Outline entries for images
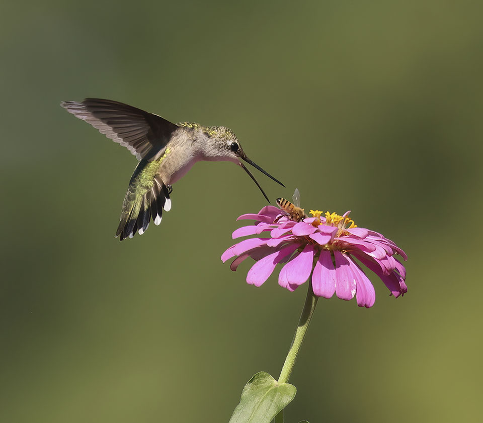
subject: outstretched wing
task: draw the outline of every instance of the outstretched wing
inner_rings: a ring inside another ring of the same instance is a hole
[[[292,199],[293,200],[293,203],[297,207],[300,206],[300,191],[298,190],[298,188],[296,188],[295,190],[293,192]]]
[[[166,146],[179,127],[160,116],[132,106],[101,98],[62,101],[69,113],[124,146],[138,160],[148,160]]]

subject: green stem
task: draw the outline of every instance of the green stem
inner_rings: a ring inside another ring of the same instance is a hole
[[[303,305],[303,309],[300,315],[300,320],[298,321],[298,326],[295,331],[295,335],[293,337],[290,349],[288,351],[285,362],[283,363],[280,376],[278,378],[279,383],[286,383],[288,382],[288,378],[290,377],[292,369],[295,364],[295,360],[302,346],[303,338],[307,333],[308,325],[310,324],[310,320],[313,314],[313,310],[315,309],[317,300],[318,297],[313,294],[312,290],[312,282],[308,281],[308,290],[307,291],[307,296],[305,297],[305,303]]]
[[[305,302],[303,305],[302,314],[300,315],[300,319],[298,321],[297,330],[295,331],[293,340],[292,341],[292,345],[290,346],[290,349],[288,350],[288,354],[285,358],[285,362],[283,363],[282,371],[280,372],[280,376],[278,378],[279,383],[286,383],[288,382],[288,379],[290,377],[292,370],[295,364],[297,356],[298,355],[300,347],[302,346],[303,339],[305,336],[305,334],[307,333],[308,326],[310,324],[310,320],[312,319],[313,310],[315,309],[317,300],[318,299],[318,297],[316,297],[313,294],[313,291],[312,290],[311,280],[309,280],[308,284],[308,290],[307,291]],[[283,410],[282,410],[275,416],[274,421],[275,423],[283,423]]]

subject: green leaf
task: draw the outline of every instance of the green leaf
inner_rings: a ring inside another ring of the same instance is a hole
[[[229,423],[270,423],[296,392],[293,385],[279,383],[266,372],[259,372],[243,388]]]

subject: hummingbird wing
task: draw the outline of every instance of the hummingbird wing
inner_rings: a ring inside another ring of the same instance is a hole
[[[60,105],[126,147],[138,160],[152,159],[179,128],[157,115],[112,100],[86,98],[80,102],[62,101]]]
[[[168,212],[171,208],[171,186],[165,184],[159,175],[152,178],[141,176],[147,163],[145,159],[139,162],[124,197],[116,232],[116,237],[119,237],[120,241],[132,238],[136,232],[142,235],[147,229],[151,218],[154,225],[159,225],[163,209]]]

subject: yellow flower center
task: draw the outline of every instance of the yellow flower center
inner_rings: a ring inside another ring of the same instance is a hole
[[[346,229],[351,229],[353,228],[357,227],[357,225],[356,225],[353,220],[347,217],[344,218],[337,213],[331,213],[329,212],[326,212],[324,213],[319,210],[311,210],[310,214],[314,218],[317,218],[317,219],[320,219],[323,215],[325,215],[326,217],[325,225],[337,226],[341,231]]]

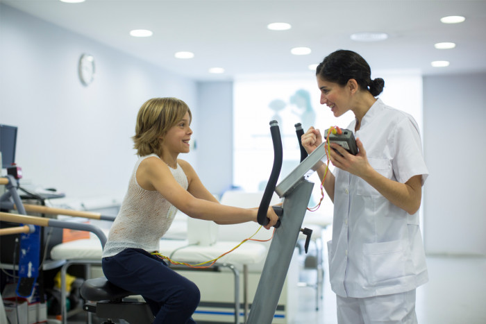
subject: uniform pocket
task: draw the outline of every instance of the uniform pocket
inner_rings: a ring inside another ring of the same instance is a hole
[[[368,157],[368,162],[369,162],[369,165],[378,173],[388,179],[392,178],[392,162],[389,160]],[[382,196],[378,190],[374,189],[361,178],[358,178],[356,181],[356,194],[360,196]]]
[[[363,244],[363,265],[369,284],[388,285],[405,275],[403,246],[401,240]]]

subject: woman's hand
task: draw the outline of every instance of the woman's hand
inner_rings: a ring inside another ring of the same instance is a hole
[[[348,153],[340,145],[336,143],[330,143],[330,148],[337,150],[340,155],[334,150],[329,150],[329,160],[335,167],[360,178],[363,178],[367,174],[367,172],[372,170],[372,168],[368,162],[363,144],[359,138],[356,139],[356,146],[358,146],[358,154],[353,155]],[[326,152],[327,153],[327,151],[326,144]]]
[[[310,154],[317,146],[322,143],[322,135],[318,129],[310,127],[304,135],[301,137],[301,143],[308,154]]]

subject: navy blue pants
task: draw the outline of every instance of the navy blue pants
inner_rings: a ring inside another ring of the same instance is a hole
[[[199,289],[156,255],[127,248],[103,257],[102,266],[108,281],[144,298],[156,316],[154,324],[196,323],[191,316],[199,304]]]

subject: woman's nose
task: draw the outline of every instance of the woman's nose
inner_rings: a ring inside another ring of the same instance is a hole
[[[324,94],[321,94],[321,105],[324,105],[327,102],[328,99],[326,98],[326,96]]]

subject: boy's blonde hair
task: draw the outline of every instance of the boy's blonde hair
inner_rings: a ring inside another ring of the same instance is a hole
[[[189,122],[192,114],[189,106],[177,98],[153,98],[147,100],[138,111],[135,128],[133,148],[138,156],[156,153],[162,155],[160,136],[181,121],[189,113]]]

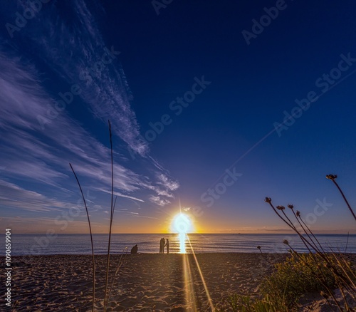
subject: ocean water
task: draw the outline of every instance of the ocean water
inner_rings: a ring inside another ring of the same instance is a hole
[[[356,253],[356,234],[323,234],[316,236],[324,249],[334,251]],[[158,253],[161,237],[169,239],[169,252],[180,252],[178,234],[112,234],[111,253],[121,254],[125,247],[130,252],[137,244],[140,253]],[[108,234],[94,234],[94,250],[97,254],[106,254]],[[308,251],[297,235],[294,234],[188,234],[184,242],[187,253],[209,252],[260,252],[286,253],[288,246],[283,244],[287,239],[290,246],[299,252]],[[4,239],[2,240],[4,241]],[[11,235],[11,254],[91,254],[89,234],[58,234],[48,237],[46,234]],[[5,254],[5,244],[1,244],[1,254]],[[167,251],[165,251],[167,252]]]

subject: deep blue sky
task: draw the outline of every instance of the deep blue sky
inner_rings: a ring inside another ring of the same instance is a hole
[[[315,231],[355,232],[325,178],[337,174],[355,206],[353,1],[159,2],[52,0],[29,18],[31,1],[19,1],[1,11],[4,227],[87,232],[71,162],[95,231],[107,231],[110,119],[116,232],[169,232],[179,207],[201,232],[286,232],[266,196],[294,204]],[[248,44],[243,31],[276,5]],[[172,103],[194,85],[187,107]],[[56,110],[59,93],[75,90]],[[320,96],[273,131],[310,93]],[[170,123],[151,140],[162,116]],[[320,201],[327,211],[315,210]]]

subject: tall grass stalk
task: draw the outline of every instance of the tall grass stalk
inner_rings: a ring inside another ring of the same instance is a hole
[[[335,181],[335,179],[337,177],[337,175],[327,175],[327,176],[326,176],[326,178],[329,179],[329,180],[331,180],[331,181],[333,181],[334,182],[334,184],[335,184],[336,187],[337,187],[337,189],[341,193],[341,195],[342,196],[342,198],[344,199],[345,202],[346,203],[346,204],[347,205],[350,211],[351,212],[351,214],[352,214],[355,220],[356,220],[356,215],[355,215],[355,213],[354,213],[354,212],[352,210],[352,208],[351,208],[351,206],[350,205],[349,202],[347,202],[347,199],[346,199],[346,197],[345,196],[344,192],[342,192],[342,190],[341,189],[341,188],[339,187],[339,184]]]
[[[124,255],[125,251],[126,251],[126,254],[125,254],[125,255],[126,255],[127,254],[127,247],[125,247],[122,249],[122,252],[121,253],[121,256],[120,256],[120,259],[119,259],[119,263],[117,264],[117,268],[116,269],[116,271],[115,272],[114,277],[112,279],[112,281],[111,282],[111,285],[110,287],[109,295],[108,296],[108,304],[109,304],[109,302],[110,300],[111,292],[112,291],[112,288],[114,288],[114,283],[115,283],[115,280],[116,279],[116,276],[117,275],[117,273],[119,273],[120,268],[121,268],[121,266],[123,264],[123,261],[122,261],[121,260],[122,259],[122,256]]]
[[[85,211],[87,212],[88,217],[88,223],[89,224],[89,231],[90,232],[90,241],[91,241],[91,253],[93,256],[93,303],[92,303],[92,311],[94,311],[94,301],[95,299],[95,259],[94,258],[94,244],[93,244],[93,233],[91,231],[91,224],[90,224],[90,218],[89,218],[89,212],[88,211],[87,203],[85,202],[85,198],[84,197],[84,194],[83,192],[82,187],[80,186],[80,183],[79,182],[79,180],[78,179],[77,175],[75,175],[75,172],[73,168],[72,164],[69,163],[70,166],[70,169],[74,174],[74,177],[75,177],[75,180],[77,180],[78,185],[79,187],[79,189],[80,190],[80,193],[82,194],[83,201],[84,202],[84,206],[85,207]]]
[[[356,216],[350,204],[346,199],[342,191],[335,181],[337,176],[328,175],[326,177],[331,180],[337,186],[350,211],[356,220]],[[355,281],[356,281],[356,274],[355,271],[351,268],[350,263],[346,260],[346,258],[341,254],[336,254],[333,252],[333,251],[331,254],[327,254],[317,237],[300,217],[300,213],[298,211],[297,211],[296,213],[294,212],[294,207],[292,204],[288,204],[288,207],[292,210],[294,217],[300,226],[300,229],[297,229],[289,219],[284,212],[285,208],[283,206],[277,206],[275,208],[272,204],[272,199],[269,197],[266,197],[265,202],[268,203],[279,218],[299,236],[308,250],[308,258],[305,258],[304,256],[300,255],[295,251],[292,246],[289,245],[288,241],[285,240],[283,242],[293,251],[292,256],[294,259],[298,259],[300,263],[302,263],[304,266],[308,268],[312,276],[319,281],[319,283],[325,288],[324,290],[328,293],[330,297],[333,298],[333,301],[337,306],[339,311],[342,311],[343,310],[334,296],[333,291],[335,287],[340,289],[342,298],[344,301],[343,305],[347,311],[351,311],[351,308],[347,303],[347,296],[350,296],[356,301],[356,287]],[[303,232],[306,234],[307,237],[303,236],[303,234],[302,234]],[[316,254],[314,254],[312,250],[315,251]],[[325,269],[327,271],[325,271]],[[330,281],[332,281],[332,284],[330,284]],[[273,287],[271,287],[271,289],[273,289]],[[281,289],[280,289],[279,291],[281,291]],[[323,293],[325,294],[325,293]]]
[[[108,245],[108,260],[106,263],[106,276],[105,276],[105,293],[104,298],[104,311],[106,311],[108,305],[108,284],[109,282],[109,269],[110,269],[110,243],[111,243],[111,231],[112,227],[112,218],[114,217],[114,161],[112,152],[112,134],[111,132],[110,121],[108,120],[109,123],[109,134],[110,138],[110,151],[111,151],[111,206],[110,206],[110,225],[109,229],[109,241]]]

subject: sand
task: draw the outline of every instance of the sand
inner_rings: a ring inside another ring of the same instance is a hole
[[[119,256],[111,256],[112,277]],[[211,301],[219,306],[222,298],[232,293],[257,296],[263,277],[286,255],[199,254],[196,256]],[[91,256],[13,256],[12,264],[13,311],[91,311]],[[96,256],[95,311],[103,311],[105,264],[106,256]],[[1,285],[1,293],[4,291]],[[109,306],[108,311],[211,311],[194,255],[177,254],[125,256]]]

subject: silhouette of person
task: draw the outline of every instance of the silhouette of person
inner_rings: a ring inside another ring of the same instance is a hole
[[[138,250],[137,245],[135,245],[132,249],[131,249],[131,254],[137,254]]]
[[[159,241],[159,254],[164,253],[164,239],[162,237]]]
[[[167,247],[167,253],[169,254],[169,241],[168,240],[168,239],[166,239],[166,244],[165,244],[165,246]]]

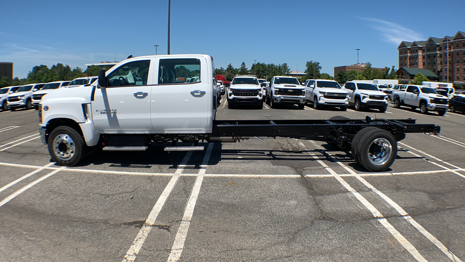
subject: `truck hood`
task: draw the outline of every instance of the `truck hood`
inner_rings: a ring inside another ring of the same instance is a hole
[[[83,86],[82,88],[54,89],[53,92],[50,92],[42,97],[42,103],[57,101],[64,103],[66,101],[76,100],[82,101],[82,103],[90,103],[93,87],[93,86]]]
[[[259,85],[256,84],[234,84],[231,85],[229,86],[230,89],[261,89]]]
[[[305,88],[303,85],[291,84],[278,84],[274,85],[276,88],[289,88],[290,89],[303,89]]]

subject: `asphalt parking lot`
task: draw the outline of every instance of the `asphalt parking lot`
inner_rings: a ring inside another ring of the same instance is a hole
[[[286,106],[219,119],[418,119],[373,173],[325,143],[251,138],[195,152],[89,152],[50,162],[37,111],[0,112],[0,250],[7,261],[465,261],[465,114]]]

— Set exercise —
Please identify every line of the records that contains the string "asphalt" and copy each one.

— Task result —
subject: `asphalt parking lot`
task: draw the outline of every instance of the `asphalt parking lot`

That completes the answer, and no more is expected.